▶ _Stated goal_: Your task is to output the data exactly as it stands.
start Record excerpts
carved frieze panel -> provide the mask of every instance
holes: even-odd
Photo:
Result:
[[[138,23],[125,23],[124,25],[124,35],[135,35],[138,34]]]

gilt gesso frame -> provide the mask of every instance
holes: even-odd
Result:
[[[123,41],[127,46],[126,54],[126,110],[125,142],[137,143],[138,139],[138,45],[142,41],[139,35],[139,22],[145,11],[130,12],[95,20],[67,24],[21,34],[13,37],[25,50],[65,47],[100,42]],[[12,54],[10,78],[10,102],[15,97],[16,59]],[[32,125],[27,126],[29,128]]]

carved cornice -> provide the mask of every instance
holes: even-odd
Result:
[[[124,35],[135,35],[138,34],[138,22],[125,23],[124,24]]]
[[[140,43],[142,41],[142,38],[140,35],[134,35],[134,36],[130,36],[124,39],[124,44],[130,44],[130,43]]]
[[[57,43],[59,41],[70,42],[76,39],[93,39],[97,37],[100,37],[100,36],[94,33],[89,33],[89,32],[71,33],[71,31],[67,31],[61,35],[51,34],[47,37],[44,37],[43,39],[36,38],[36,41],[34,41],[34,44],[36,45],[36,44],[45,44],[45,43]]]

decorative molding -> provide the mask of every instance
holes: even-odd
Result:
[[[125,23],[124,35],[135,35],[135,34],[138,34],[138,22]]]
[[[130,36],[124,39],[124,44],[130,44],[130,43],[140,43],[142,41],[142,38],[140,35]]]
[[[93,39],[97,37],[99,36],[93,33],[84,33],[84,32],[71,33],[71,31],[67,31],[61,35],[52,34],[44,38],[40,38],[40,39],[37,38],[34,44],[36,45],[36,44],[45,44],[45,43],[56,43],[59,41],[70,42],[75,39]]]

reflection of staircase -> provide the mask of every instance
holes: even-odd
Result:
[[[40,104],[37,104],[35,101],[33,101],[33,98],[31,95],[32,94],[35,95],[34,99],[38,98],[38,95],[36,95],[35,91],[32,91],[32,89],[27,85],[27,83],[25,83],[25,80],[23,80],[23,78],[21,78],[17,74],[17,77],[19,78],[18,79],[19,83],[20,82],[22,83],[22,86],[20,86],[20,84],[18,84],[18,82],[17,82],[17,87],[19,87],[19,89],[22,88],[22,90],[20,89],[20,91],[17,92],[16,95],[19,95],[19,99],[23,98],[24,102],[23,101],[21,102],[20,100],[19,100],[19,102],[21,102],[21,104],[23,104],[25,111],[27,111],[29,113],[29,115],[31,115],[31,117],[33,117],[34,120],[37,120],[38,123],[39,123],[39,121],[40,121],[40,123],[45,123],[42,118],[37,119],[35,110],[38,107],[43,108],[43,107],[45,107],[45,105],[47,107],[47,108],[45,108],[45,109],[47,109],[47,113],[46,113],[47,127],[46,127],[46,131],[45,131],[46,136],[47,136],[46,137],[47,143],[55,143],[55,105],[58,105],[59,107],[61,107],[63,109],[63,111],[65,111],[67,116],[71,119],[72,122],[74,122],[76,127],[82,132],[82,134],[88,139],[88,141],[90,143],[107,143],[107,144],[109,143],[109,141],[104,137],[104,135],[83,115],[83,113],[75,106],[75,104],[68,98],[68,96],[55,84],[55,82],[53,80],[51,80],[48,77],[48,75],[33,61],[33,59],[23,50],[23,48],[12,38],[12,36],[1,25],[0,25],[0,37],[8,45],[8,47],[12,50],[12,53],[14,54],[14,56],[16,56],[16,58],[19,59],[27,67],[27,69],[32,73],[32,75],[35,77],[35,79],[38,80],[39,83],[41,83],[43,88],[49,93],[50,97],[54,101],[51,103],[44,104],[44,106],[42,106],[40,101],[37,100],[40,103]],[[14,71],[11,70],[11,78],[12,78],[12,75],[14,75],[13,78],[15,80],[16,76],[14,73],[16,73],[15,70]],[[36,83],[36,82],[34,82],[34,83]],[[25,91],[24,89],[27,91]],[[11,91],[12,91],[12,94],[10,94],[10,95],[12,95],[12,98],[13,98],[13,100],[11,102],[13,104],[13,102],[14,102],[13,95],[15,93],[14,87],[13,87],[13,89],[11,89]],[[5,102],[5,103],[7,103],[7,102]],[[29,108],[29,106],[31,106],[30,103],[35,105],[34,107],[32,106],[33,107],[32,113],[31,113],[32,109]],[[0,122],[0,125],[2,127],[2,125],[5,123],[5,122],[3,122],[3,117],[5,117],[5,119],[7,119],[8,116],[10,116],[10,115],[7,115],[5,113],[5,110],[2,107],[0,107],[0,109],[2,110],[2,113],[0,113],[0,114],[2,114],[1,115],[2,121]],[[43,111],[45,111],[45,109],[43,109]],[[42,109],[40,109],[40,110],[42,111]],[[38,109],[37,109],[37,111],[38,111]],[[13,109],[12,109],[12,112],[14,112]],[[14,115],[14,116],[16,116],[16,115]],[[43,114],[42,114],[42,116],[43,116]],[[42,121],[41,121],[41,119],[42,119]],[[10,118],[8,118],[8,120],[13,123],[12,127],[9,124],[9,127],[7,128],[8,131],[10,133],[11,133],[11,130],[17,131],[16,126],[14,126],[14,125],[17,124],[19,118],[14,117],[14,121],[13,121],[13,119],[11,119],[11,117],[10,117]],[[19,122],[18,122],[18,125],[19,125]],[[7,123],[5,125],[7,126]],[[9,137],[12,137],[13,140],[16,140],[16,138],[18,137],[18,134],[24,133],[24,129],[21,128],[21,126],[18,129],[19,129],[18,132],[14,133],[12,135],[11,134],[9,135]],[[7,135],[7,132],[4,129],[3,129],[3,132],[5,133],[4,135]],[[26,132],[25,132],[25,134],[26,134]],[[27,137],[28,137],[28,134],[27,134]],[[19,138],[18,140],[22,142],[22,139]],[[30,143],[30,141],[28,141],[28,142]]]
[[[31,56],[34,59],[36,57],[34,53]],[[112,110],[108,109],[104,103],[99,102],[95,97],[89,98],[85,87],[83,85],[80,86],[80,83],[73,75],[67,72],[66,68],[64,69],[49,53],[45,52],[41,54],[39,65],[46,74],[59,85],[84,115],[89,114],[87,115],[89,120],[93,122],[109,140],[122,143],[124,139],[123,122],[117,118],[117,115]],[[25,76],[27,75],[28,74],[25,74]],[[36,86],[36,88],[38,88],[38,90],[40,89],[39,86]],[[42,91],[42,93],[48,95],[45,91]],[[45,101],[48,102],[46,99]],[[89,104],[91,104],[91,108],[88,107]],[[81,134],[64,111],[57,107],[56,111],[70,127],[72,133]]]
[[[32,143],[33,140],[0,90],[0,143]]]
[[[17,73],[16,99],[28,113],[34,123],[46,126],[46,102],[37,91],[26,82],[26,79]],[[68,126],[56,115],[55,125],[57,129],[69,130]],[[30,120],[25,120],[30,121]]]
end Record excerpts
▶ _Solution to this problem_:
carved frieze panel -> provide the mask of every instance
holes: even-odd
Photo:
Result:
[[[138,23],[125,23],[124,25],[124,35],[135,35],[138,34]]]

gilt gesso frame -> provide the mask of every instance
holes: even-odd
Result:
[[[123,41],[127,46],[126,54],[126,110],[125,142],[137,143],[138,139],[138,45],[142,41],[139,35],[139,22],[145,11],[130,12],[95,20],[67,24],[21,34],[13,37],[25,50],[65,47],[100,42]],[[12,54],[10,78],[10,102],[15,97],[16,59]],[[32,125],[27,126],[29,128]]]

carved cornice -> provide the mask of every instance
holes: even-odd
Result:
[[[124,35],[135,35],[138,34],[138,22],[125,23],[124,24]]]
[[[140,43],[142,41],[142,38],[140,35],[134,35],[134,36],[130,36],[124,39],[124,44],[130,44],[130,43]]]
[[[57,43],[59,41],[70,42],[76,39],[93,39],[97,37],[100,37],[100,36],[94,33],[89,33],[89,32],[71,33],[71,31],[67,31],[61,35],[51,34],[47,37],[44,37],[43,39],[36,38],[36,41],[34,41],[34,44],[36,45],[36,44],[45,44],[45,43]]]

decorative molding -> provide the mask of every instance
holes: even-odd
Result:
[[[125,23],[124,35],[135,35],[135,34],[138,34],[138,22]]]
[[[130,36],[124,39],[124,44],[130,44],[130,43],[140,43],[142,41],[142,38],[140,35]]]
[[[93,39],[97,37],[99,36],[93,33],[84,33],[84,32],[71,33],[71,31],[67,31],[61,35],[52,34],[44,38],[40,38],[40,39],[37,38],[34,44],[36,45],[36,44],[45,44],[45,43],[56,43],[59,41],[70,42],[75,39]]]

reflection of staircase -> provide the mask of every instance
holes: even-odd
Result:
[[[40,104],[37,104],[35,101],[33,101],[33,98],[31,95],[32,94],[35,95],[34,99],[38,98],[38,95],[36,95],[35,91],[32,91],[32,89],[27,85],[27,83],[25,83],[25,80],[23,80],[23,78],[21,78],[17,74],[17,77],[19,78],[18,79],[19,83],[20,82],[22,83],[22,86],[20,86],[20,84],[18,84],[18,82],[17,82],[17,87],[19,87],[19,89],[22,88],[22,90],[20,89],[20,91],[17,92],[16,95],[19,95],[19,99],[23,98],[24,102],[23,101],[21,102],[20,100],[19,100],[19,102],[21,102],[21,104],[23,104],[25,111],[27,111],[29,113],[29,115],[31,115],[31,117],[33,117],[34,120],[37,120],[38,123],[39,123],[39,121],[40,121],[40,123],[45,123],[42,118],[37,119],[35,110],[38,107],[43,108],[43,107],[45,107],[45,105],[47,107],[47,108],[45,108],[45,109],[47,109],[47,113],[46,113],[47,127],[46,127],[46,131],[45,131],[46,136],[47,136],[46,137],[47,143],[55,143],[55,105],[58,105],[59,107],[61,107],[63,109],[63,111],[65,111],[67,116],[71,119],[72,122],[74,122],[76,127],[82,132],[82,134],[88,139],[88,141],[90,143],[107,143],[107,144],[109,143],[109,141],[104,137],[104,135],[83,115],[83,113],[75,106],[75,104],[68,98],[68,96],[55,84],[55,82],[53,80],[51,80],[48,77],[48,75],[33,61],[33,59],[23,50],[23,48],[12,38],[12,36],[1,25],[0,25],[0,37],[8,45],[8,47],[12,50],[12,53],[14,54],[14,56],[16,56],[16,58],[19,59],[27,67],[27,69],[32,73],[32,75],[35,77],[35,79],[38,80],[39,83],[41,83],[43,88],[49,93],[50,97],[54,101],[51,103],[44,104],[44,106],[42,106],[40,101],[37,100],[40,103]],[[14,71],[11,70],[11,78],[12,78],[12,75],[14,75],[13,78],[15,80],[16,76],[14,73],[16,73],[15,70]],[[36,83],[36,82],[34,82],[34,83]],[[25,91],[24,89],[27,91]],[[11,91],[12,91],[12,94],[10,94],[10,95],[12,95],[12,98],[13,98],[13,100],[11,102],[13,104],[13,102],[14,102],[13,95],[15,93],[14,87],[13,87],[13,89],[11,89]],[[5,102],[5,103],[7,103],[7,102]],[[29,108],[29,106],[31,106],[30,103],[35,105],[34,107],[32,106],[33,107],[32,113],[31,113],[32,109]],[[0,122],[0,125],[2,127],[2,125],[5,123],[5,122],[3,122],[3,117],[5,117],[5,119],[7,119],[8,116],[10,116],[10,115],[7,115],[5,113],[5,110],[2,107],[0,107],[0,109],[2,110],[2,113],[0,113],[0,114],[2,114],[1,115],[2,121]],[[43,111],[45,111],[45,109],[43,109]],[[42,109],[40,109],[40,110],[42,111]],[[38,109],[37,109],[37,111],[38,111]],[[13,109],[12,109],[12,112],[14,112]],[[14,115],[14,116],[16,116],[16,115]],[[43,114],[42,114],[42,116],[43,116]],[[42,121],[41,121],[41,119],[42,119]],[[10,118],[8,118],[8,120],[13,123],[12,127],[9,124],[9,127],[7,128],[8,131],[10,133],[11,133],[11,130],[17,131],[16,126],[14,126],[14,125],[17,124],[19,118],[14,117],[14,121],[13,121],[13,119],[11,119],[11,117],[10,117]],[[19,122],[18,122],[18,125],[19,125]],[[7,123],[5,125],[7,126]],[[9,137],[12,137],[13,140],[16,140],[16,138],[18,137],[18,134],[24,133],[24,129],[21,128],[21,126],[18,129],[19,129],[18,132],[14,133],[12,135],[11,134],[9,135]],[[7,135],[7,132],[4,129],[3,129],[3,132],[5,133],[4,135]],[[26,132],[25,132],[25,134],[26,134]],[[27,137],[28,137],[28,134],[27,134]],[[19,138],[18,140],[22,142],[22,139]],[[30,143],[30,141],[28,141],[28,142]]]
[[[31,56],[34,59],[36,57],[34,53]],[[112,110],[108,109],[104,103],[99,102],[95,97],[89,98],[85,87],[83,85],[80,86],[80,83],[73,75],[67,72],[66,68],[64,69],[49,53],[45,52],[41,54],[39,65],[46,74],[59,85],[84,115],[89,114],[87,115],[89,120],[93,122],[109,140],[122,143],[124,139],[123,122],[117,118],[117,115]],[[25,76],[27,75],[28,74],[25,74]],[[36,86],[36,88],[38,88],[38,90],[40,89],[39,86]],[[42,91],[42,93],[48,95],[45,91]],[[45,101],[48,102],[46,99]],[[89,104],[91,104],[91,108],[88,107]],[[81,134],[64,111],[57,107],[56,111],[70,127],[72,133]]]
[[[32,143],[33,140],[0,90],[0,143]]]
[[[17,73],[16,99],[28,113],[34,123],[46,126],[46,102],[37,91],[26,82],[26,79]],[[68,126],[56,115],[55,125],[57,129],[69,130]],[[30,120],[25,120],[30,121]]]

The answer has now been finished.